*Stored dataset items*

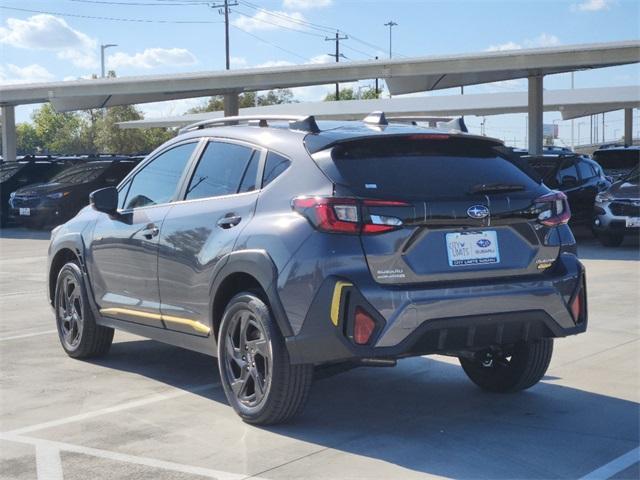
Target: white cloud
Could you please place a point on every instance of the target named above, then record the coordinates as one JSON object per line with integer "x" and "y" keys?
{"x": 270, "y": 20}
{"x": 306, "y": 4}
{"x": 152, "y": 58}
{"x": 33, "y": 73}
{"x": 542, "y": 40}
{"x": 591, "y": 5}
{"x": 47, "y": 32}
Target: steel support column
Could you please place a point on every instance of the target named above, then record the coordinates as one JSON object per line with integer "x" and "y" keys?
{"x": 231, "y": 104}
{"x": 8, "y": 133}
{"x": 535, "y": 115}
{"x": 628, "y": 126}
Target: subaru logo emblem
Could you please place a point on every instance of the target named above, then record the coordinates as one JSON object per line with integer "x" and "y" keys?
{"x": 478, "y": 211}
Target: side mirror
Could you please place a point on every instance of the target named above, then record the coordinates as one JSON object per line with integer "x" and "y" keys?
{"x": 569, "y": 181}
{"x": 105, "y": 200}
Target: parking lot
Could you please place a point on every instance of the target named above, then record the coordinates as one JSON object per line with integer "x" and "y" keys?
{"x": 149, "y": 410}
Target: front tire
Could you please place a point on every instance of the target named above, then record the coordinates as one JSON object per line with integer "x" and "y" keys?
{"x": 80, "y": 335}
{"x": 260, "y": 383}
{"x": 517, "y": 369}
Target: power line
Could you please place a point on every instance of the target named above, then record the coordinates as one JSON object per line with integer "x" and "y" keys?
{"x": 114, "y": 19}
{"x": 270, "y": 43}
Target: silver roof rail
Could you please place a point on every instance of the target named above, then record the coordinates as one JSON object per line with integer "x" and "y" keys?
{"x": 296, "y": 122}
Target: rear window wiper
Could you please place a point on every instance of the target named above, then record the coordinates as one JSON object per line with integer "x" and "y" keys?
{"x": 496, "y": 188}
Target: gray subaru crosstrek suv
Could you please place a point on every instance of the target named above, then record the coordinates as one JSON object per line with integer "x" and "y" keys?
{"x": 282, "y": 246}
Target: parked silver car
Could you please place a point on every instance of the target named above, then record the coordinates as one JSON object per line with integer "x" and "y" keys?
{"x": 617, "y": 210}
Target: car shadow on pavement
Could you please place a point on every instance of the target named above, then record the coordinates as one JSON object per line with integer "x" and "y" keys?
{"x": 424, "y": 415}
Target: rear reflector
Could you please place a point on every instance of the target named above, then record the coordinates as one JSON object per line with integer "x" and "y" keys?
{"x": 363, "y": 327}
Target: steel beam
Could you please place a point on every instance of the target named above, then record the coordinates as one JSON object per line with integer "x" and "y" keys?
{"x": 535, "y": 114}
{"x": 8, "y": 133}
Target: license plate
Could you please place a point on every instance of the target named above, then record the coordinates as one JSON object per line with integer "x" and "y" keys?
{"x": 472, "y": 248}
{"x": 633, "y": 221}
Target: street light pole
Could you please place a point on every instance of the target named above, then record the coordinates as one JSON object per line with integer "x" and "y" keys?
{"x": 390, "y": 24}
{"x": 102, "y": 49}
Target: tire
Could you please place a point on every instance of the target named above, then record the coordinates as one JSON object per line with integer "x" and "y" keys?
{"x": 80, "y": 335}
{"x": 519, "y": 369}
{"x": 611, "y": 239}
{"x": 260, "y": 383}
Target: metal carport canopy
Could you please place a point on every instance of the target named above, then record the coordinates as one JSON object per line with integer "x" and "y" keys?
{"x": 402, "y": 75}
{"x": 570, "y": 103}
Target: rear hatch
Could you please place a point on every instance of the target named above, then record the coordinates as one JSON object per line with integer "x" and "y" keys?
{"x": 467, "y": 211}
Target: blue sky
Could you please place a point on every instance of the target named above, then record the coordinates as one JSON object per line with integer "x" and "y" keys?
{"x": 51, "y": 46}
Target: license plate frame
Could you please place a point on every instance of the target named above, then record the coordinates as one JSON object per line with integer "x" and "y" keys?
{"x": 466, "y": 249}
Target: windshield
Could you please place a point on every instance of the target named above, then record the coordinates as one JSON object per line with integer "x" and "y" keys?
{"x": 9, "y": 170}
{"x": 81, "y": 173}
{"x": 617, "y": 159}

*What you should do*
Retype the data above exactly. Leave the pictures out.

*Solved problem*
Target: white cloud
Could you please place a point on every instance of the target named above, then record the coordinates as one JSON object per line with integer "x" and "y" keys?
{"x": 270, "y": 20}
{"x": 306, "y": 4}
{"x": 152, "y": 58}
{"x": 33, "y": 73}
{"x": 542, "y": 40}
{"x": 591, "y": 5}
{"x": 47, "y": 32}
Target: steel support column
Could you please place a point on every instance of the target named above, then record the coordinates as one JSON object per line with integer "x" and "y" keys?
{"x": 231, "y": 104}
{"x": 8, "y": 133}
{"x": 535, "y": 115}
{"x": 628, "y": 126}
Target: subaru logo emblem
Could you please place a point on every instance of the target named above, then record the coordinates as one JSON object per line with integer "x" and "y" keys?
{"x": 478, "y": 211}
Target: side mirror
Could you please place a point on every instance of the target named above, then record the coordinates as one JSON object per line with integer "x" and "y" keys?
{"x": 569, "y": 181}
{"x": 105, "y": 200}
Target: parking lot
Could you please place a point on every instance of the target named above, then record the coordinates as one JSON object per line with integer "x" and "y" keys?
{"x": 149, "y": 410}
Target: front tire
Could you please place a point on every instance of the target named above, then record the coordinates as one JSON object per line with integer "x" and "y" keys?
{"x": 80, "y": 335}
{"x": 260, "y": 383}
{"x": 517, "y": 369}
Target: power line
Could you please place a point on every instance of the target named above, then record the coordinates as one JSON object per line with integer "x" and "y" keys?
{"x": 114, "y": 19}
{"x": 270, "y": 43}
Target: silver roof rail
Could you please place a point on every instance of the target named above, then record the coordinates as one JSON object per line with integer "x" and "y" keys?
{"x": 296, "y": 122}
Target: rear window wiper
Could you please place a point on every instance of the target named above, then record the coordinates as one JSON object per line with integer "x" and "y" keys?
{"x": 496, "y": 188}
Target: gray subaru crosstrek suv
Could you please place a point on every instance of the target named above, then record the coordinates as one JSON object per line with integer "x" and "y" keys?
{"x": 282, "y": 246}
Target: parked silver car
Could you please place a point on every instance of the target named above, then record the coordinates as one JSON object per line with integer "x" and "y" keys?
{"x": 617, "y": 210}
Target: car shadow on pavement
Could you please place a point on every instance of the target named above, then record the coordinates as one JSON object per line with integer "x" and "y" keys?
{"x": 424, "y": 415}
Target: rear reflector
Could you please place a point on every instance of the target named above, then record the coordinates as one JSON object per line with integer "x" and "y" keys?
{"x": 363, "y": 327}
Target: steel beam
Could you please place a point on every instance of the target named above, then record the coordinates as one JSON object per line with integer "x" and "y" keys?
{"x": 535, "y": 114}
{"x": 8, "y": 133}
Target: license plate
Could you please place a point on every instance of the target named above, then record the coordinates as one JSON object per line with integer "x" and "y" keys?
{"x": 472, "y": 248}
{"x": 633, "y": 221}
Target: street light pole
Could you please place a point on every instance of the target named above, then record the coordinates as one JSON object per line with integer "x" and "y" keys?
{"x": 390, "y": 24}
{"x": 102, "y": 49}
Target: tire
Could you please place a point on every instance of the target named above, then record the coordinates as one JSON object per line with integer "x" and "y" keys?
{"x": 80, "y": 335}
{"x": 519, "y": 369}
{"x": 611, "y": 239}
{"x": 260, "y": 383}
Target: metal carport canopy
Could you please place a point on every instance of the target named above, then record the coordinates as one JSON object per line with integer "x" and "y" keys?
{"x": 402, "y": 75}
{"x": 570, "y": 103}
Target: rear hatch
Could you please place a point on every instance of the target named above, then record the coordinates as one JSON object per line with integer "x" and "y" keys?
{"x": 467, "y": 211}
Target: blue sky
Could you please place a point on every instance of the target named above, then record the coordinates as one JSON object per line with integer "x" and "y" keys?
{"x": 51, "y": 46}
Target: license plate frame
Could you please place a point on every instance of the target named above, then record the coordinates as one JSON object per line with integer "x" and "y" keys?
{"x": 466, "y": 249}
Target: windshield
Could you please place a point on every instance of the target named above, then record the coordinates as one JSON object per line with integer "x" and "y" keys?
{"x": 9, "y": 170}
{"x": 81, "y": 173}
{"x": 617, "y": 159}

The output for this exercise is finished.